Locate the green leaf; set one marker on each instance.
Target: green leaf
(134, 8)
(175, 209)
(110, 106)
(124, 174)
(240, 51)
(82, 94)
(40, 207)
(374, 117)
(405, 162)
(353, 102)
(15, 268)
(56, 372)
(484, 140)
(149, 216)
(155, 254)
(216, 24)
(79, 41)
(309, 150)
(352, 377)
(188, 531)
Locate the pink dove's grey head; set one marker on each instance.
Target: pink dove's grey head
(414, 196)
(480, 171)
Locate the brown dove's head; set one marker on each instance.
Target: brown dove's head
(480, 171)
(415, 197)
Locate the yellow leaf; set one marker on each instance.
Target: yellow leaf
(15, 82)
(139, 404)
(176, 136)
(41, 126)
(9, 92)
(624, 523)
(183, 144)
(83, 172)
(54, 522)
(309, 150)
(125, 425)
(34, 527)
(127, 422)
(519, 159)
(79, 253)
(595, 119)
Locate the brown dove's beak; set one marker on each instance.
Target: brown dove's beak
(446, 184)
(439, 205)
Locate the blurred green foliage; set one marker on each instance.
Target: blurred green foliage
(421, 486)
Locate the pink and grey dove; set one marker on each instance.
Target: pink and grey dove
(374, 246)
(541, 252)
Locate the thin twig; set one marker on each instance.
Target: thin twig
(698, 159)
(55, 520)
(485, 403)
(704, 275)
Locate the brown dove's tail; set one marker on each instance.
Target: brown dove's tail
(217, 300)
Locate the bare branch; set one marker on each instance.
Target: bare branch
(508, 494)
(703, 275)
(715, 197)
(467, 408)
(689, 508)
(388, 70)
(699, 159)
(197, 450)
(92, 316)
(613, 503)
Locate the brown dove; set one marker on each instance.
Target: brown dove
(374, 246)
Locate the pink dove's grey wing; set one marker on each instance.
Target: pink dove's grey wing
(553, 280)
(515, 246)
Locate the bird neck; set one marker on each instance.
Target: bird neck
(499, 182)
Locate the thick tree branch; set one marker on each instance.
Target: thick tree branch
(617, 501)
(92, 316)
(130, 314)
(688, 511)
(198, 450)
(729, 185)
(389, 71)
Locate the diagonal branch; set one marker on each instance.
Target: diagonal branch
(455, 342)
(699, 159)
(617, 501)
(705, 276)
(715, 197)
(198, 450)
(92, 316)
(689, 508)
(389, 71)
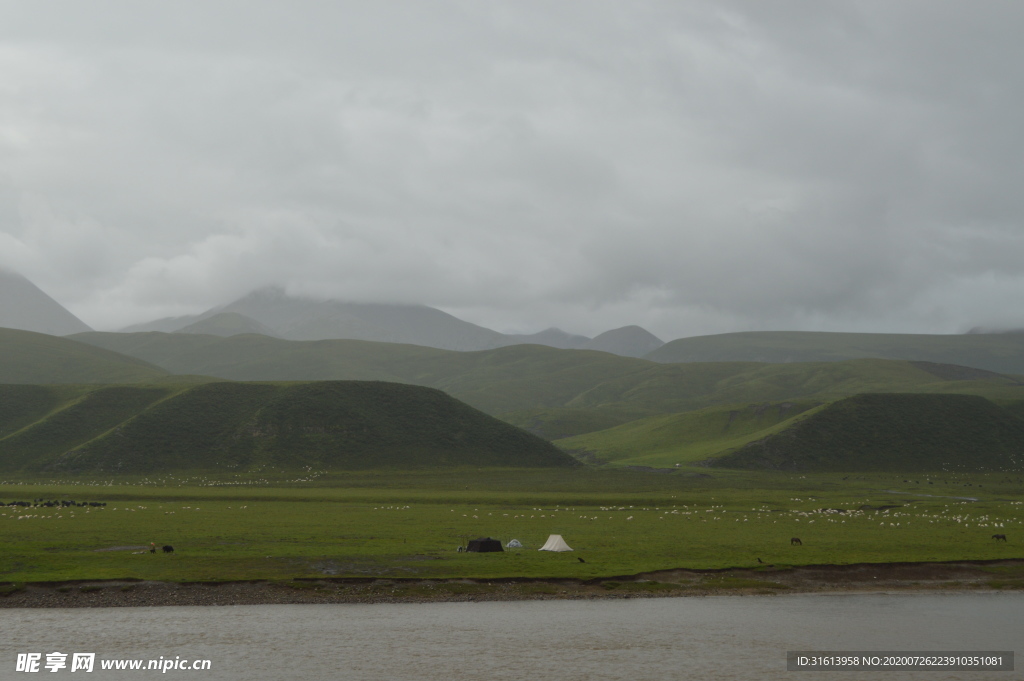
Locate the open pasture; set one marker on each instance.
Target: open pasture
(624, 525)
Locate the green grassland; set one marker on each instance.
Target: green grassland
(254, 426)
(996, 352)
(30, 357)
(868, 431)
(409, 525)
(892, 432)
(664, 441)
(555, 393)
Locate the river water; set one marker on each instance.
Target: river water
(718, 637)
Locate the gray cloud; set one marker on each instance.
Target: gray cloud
(689, 167)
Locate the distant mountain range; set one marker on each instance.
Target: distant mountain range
(24, 306)
(272, 312)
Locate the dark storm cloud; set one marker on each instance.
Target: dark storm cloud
(690, 167)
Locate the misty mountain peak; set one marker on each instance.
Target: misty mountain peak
(25, 306)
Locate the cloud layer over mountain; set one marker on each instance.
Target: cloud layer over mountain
(688, 167)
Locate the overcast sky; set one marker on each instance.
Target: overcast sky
(692, 167)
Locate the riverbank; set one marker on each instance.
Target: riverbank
(962, 576)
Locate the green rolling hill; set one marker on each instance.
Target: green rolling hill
(665, 441)
(556, 393)
(27, 356)
(996, 352)
(236, 427)
(897, 432)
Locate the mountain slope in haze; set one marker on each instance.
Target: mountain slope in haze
(897, 432)
(307, 318)
(24, 306)
(225, 324)
(31, 357)
(328, 425)
(630, 341)
(996, 352)
(577, 391)
(273, 312)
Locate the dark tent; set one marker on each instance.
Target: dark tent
(484, 545)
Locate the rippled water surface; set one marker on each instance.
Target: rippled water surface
(725, 637)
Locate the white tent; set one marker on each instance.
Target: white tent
(555, 543)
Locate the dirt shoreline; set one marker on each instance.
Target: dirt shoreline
(962, 576)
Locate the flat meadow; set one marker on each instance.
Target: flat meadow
(410, 524)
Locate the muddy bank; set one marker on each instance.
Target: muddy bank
(765, 580)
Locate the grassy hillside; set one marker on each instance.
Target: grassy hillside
(77, 421)
(663, 441)
(997, 352)
(897, 432)
(253, 426)
(30, 357)
(557, 393)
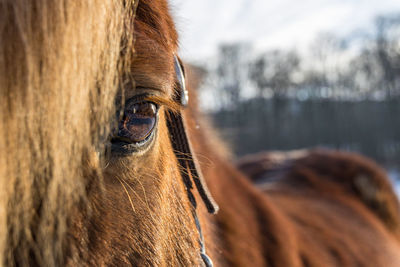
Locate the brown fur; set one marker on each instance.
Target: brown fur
(64, 201)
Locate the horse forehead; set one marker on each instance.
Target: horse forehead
(153, 66)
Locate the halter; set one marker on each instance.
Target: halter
(188, 164)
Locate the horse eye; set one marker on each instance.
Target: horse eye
(138, 122)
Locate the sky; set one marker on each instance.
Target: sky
(268, 24)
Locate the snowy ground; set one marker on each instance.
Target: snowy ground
(394, 175)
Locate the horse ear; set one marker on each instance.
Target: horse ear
(177, 130)
(182, 95)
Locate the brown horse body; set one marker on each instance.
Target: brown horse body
(323, 209)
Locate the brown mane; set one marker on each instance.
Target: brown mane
(65, 199)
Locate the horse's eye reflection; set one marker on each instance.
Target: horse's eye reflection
(138, 122)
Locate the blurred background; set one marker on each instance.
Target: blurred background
(288, 74)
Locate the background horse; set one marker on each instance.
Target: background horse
(89, 175)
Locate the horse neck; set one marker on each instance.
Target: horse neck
(248, 226)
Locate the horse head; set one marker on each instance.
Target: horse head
(93, 177)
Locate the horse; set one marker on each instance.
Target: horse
(107, 161)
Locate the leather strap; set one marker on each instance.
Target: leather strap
(189, 168)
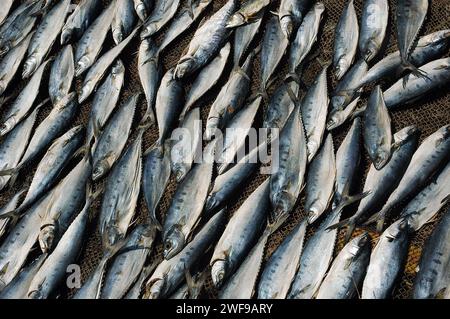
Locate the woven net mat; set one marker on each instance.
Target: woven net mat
(428, 114)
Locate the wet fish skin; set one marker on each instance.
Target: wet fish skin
(320, 181)
(170, 273)
(377, 129)
(162, 13)
(386, 261)
(281, 267)
(80, 19)
(90, 44)
(432, 277)
(200, 51)
(347, 271)
(61, 75)
(44, 37)
(113, 138)
(374, 21)
(243, 229)
(345, 41)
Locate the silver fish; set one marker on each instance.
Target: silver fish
(23, 103)
(305, 37)
(187, 143)
(106, 98)
(230, 99)
(347, 271)
(314, 110)
(433, 275)
(273, 48)
(281, 267)
(320, 181)
(98, 70)
(345, 41)
(374, 21)
(200, 51)
(170, 273)
(433, 152)
(315, 260)
(91, 43)
(243, 229)
(377, 129)
(206, 79)
(124, 20)
(162, 13)
(11, 62)
(80, 19)
(44, 37)
(113, 138)
(187, 204)
(61, 75)
(386, 261)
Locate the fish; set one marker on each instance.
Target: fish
(18, 287)
(23, 104)
(374, 21)
(230, 99)
(432, 277)
(377, 129)
(281, 104)
(345, 40)
(314, 110)
(124, 20)
(288, 171)
(44, 37)
(14, 144)
(155, 179)
(106, 98)
(433, 152)
(199, 51)
(169, 274)
(305, 37)
(429, 47)
(127, 265)
(10, 63)
(274, 46)
(79, 20)
(425, 205)
(90, 44)
(206, 79)
(150, 74)
(280, 269)
(236, 132)
(438, 75)
(98, 70)
(315, 259)
(241, 233)
(186, 144)
(61, 75)
(168, 105)
(320, 181)
(54, 268)
(162, 13)
(120, 199)
(381, 183)
(291, 14)
(113, 138)
(186, 208)
(186, 16)
(410, 16)
(386, 261)
(347, 270)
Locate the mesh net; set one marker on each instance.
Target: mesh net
(428, 114)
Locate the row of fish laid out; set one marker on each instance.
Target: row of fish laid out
(55, 210)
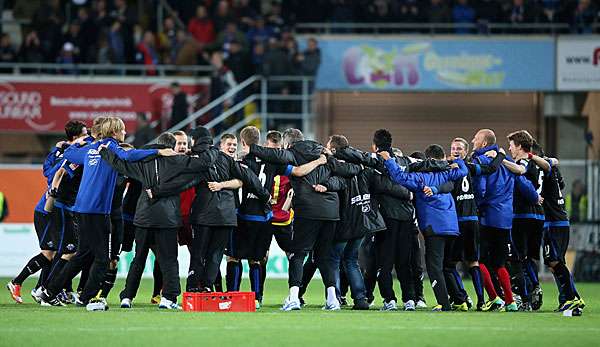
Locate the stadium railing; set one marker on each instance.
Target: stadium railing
(437, 28)
(102, 69)
(262, 113)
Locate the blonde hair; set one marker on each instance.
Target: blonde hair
(96, 128)
(463, 141)
(111, 126)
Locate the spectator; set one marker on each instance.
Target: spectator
(311, 58)
(179, 44)
(409, 11)
(576, 202)
(548, 11)
(104, 54)
(221, 81)
(583, 17)
(26, 9)
(143, 132)
(31, 49)
(259, 32)
(179, 111)
(222, 16)
(167, 41)
(258, 58)
(73, 36)
(89, 33)
(487, 11)
(147, 53)
(439, 13)
(201, 27)
(225, 38)
(379, 12)
(245, 14)
(275, 63)
(116, 42)
(239, 62)
(3, 207)
(463, 13)
(102, 20)
(518, 13)
(274, 18)
(67, 57)
(126, 16)
(48, 24)
(7, 51)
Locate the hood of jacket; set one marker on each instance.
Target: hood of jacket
(307, 151)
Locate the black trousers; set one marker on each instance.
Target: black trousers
(394, 249)
(208, 246)
(416, 265)
(163, 242)
(434, 262)
(94, 241)
(318, 236)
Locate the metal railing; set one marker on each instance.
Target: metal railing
(437, 28)
(102, 69)
(263, 100)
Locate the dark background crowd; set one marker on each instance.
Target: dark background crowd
(254, 34)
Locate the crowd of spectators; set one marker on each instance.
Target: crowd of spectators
(118, 32)
(255, 34)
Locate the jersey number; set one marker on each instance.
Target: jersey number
(540, 182)
(465, 184)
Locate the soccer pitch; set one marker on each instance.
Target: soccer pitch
(31, 325)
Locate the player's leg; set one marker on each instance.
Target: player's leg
(323, 250)
(166, 248)
(354, 275)
(385, 242)
(403, 253)
(434, 260)
(136, 268)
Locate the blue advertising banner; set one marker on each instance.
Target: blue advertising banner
(437, 64)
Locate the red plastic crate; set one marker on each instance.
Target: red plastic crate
(219, 302)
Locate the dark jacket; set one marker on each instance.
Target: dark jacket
(394, 202)
(161, 212)
(212, 208)
(307, 202)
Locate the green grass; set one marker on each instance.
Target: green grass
(31, 325)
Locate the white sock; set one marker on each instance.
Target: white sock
(294, 293)
(331, 295)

### BRIEF:
All lines from the one containing "Locate the blonde" through the end of the records, both ends included, are to be quoted exactly; please add nothing else.

### SOLUTION:
Locate the blonde hair; set one marker on each instance.
Target: blonde hair
(96, 128)
(463, 141)
(111, 126)
Locate the spectator; set one marker on each instance.
Target: spectator
(311, 58)
(179, 44)
(409, 11)
(576, 202)
(548, 11)
(104, 54)
(221, 81)
(583, 17)
(26, 9)
(143, 132)
(31, 49)
(259, 32)
(179, 111)
(222, 16)
(167, 41)
(258, 58)
(73, 36)
(89, 33)
(487, 11)
(147, 53)
(439, 13)
(201, 27)
(225, 38)
(379, 12)
(245, 14)
(275, 63)
(116, 42)
(239, 62)
(3, 207)
(463, 13)
(102, 20)
(518, 13)
(274, 18)
(67, 57)
(126, 16)
(48, 24)
(7, 51)
Locate the hood of jacket; set one marker on each instance.
Target: hood of jacket
(307, 151)
Locate the black trousers; set one marker on each instance.
Target: black trousers
(394, 249)
(208, 246)
(416, 265)
(163, 242)
(434, 262)
(94, 241)
(318, 236)
Locate the metal railing; set one marker on each instance.
Target: metal railing
(437, 28)
(102, 69)
(263, 100)
Locate the dark background crowd; set one marker on each instance.
Target: dark background crowd
(254, 34)
Locate the crowd of spectators; set one marker on each instance.
Target: crowd of spectators
(118, 32)
(255, 34)
Locate the jersey number; set one marker on each instance.
Target: jersey number
(540, 182)
(465, 184)
Locate the soccer pitch; set one marker on each instance.
Target: soccer pitch
(31, 325)
Locate the player's leg; set one marker on each instance.
Target: player's leg
(323, 250)
(166, 248)
(354, 275)
(385, 242)
(403, 253)
(434, 260)
(136, 268)
Locate the blue advertising banner; set one marker on each instance.
Target: blue advertising banner
(437, 64)
Locate the red plastic crate; set one marker on each instance.
Target: red plastic crate
(219, 302)
Locate the dark jacket; set one marker on each instance.
Target: dark jacket
(394, 202)
(161, 212)
(212, 208)
(307, 202)
Locate the green grass; set one marker on each instance.
Target: green grass
(31, 325)
Locate the white sock; set one marker on each instance.
Target: white sock
(294, 293)
(331, 295)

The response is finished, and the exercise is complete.